## Begin Record extracts
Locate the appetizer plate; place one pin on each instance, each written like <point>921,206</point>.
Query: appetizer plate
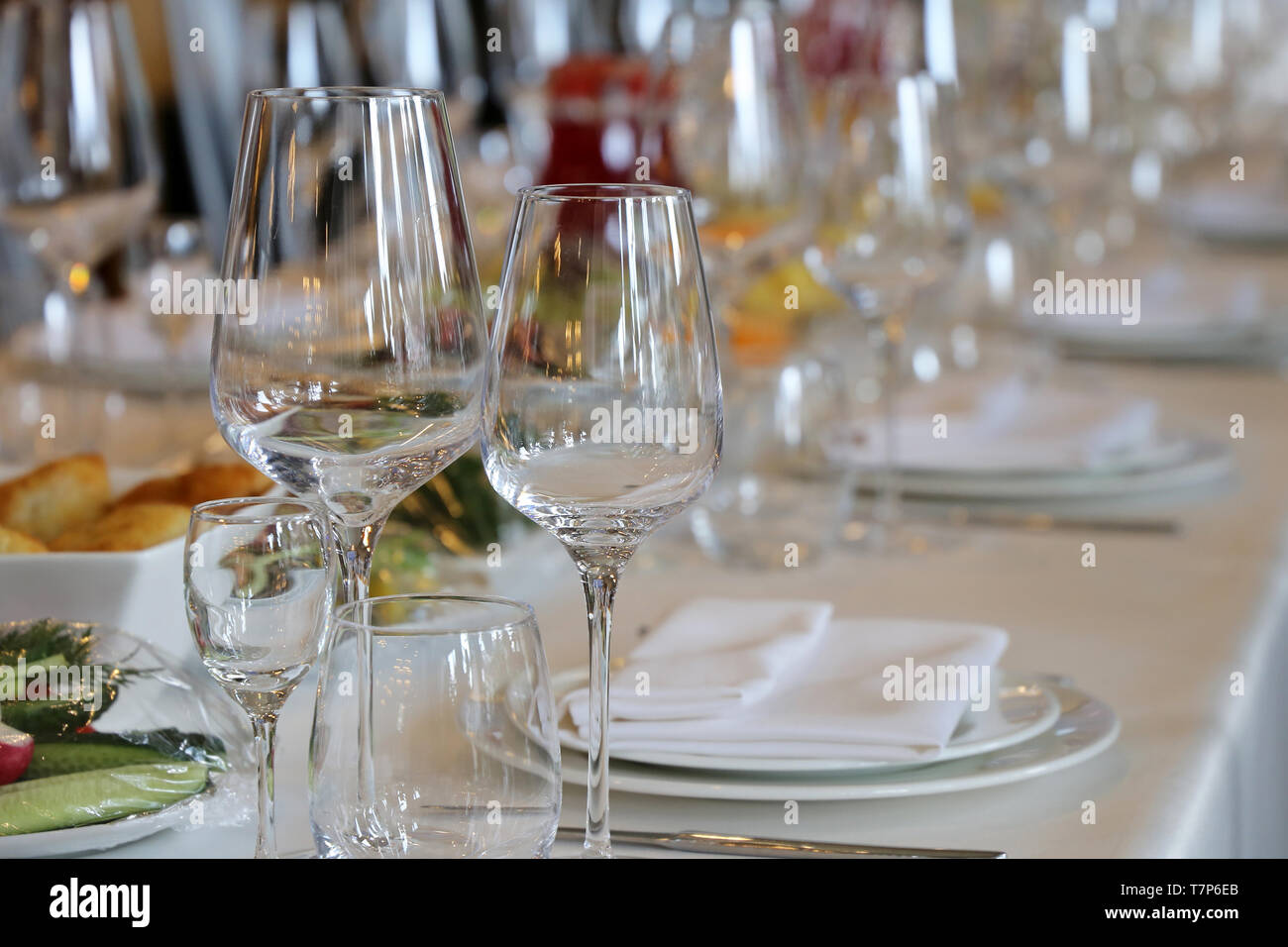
<point>1019,710</point>
<point>158,694</point>
<point>1085,728</point>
## End Record extracts
Convert the records above into a Markdown table with two columns, Row and Text. Each nonblank line should get its own numbered row, and the pictures should be left out.

(Written answer):
| Row | Text |
|---|---|
| 1 | Locate the appetizer plate; place one pin on each instance, each written like <point>921,206</point>. |
| 2 | Query: appetizer plate |
| 3 | <point>1019,710</point> |
| 4 | <point>158,694</point> |
| 5 | <point>1085,728</point> |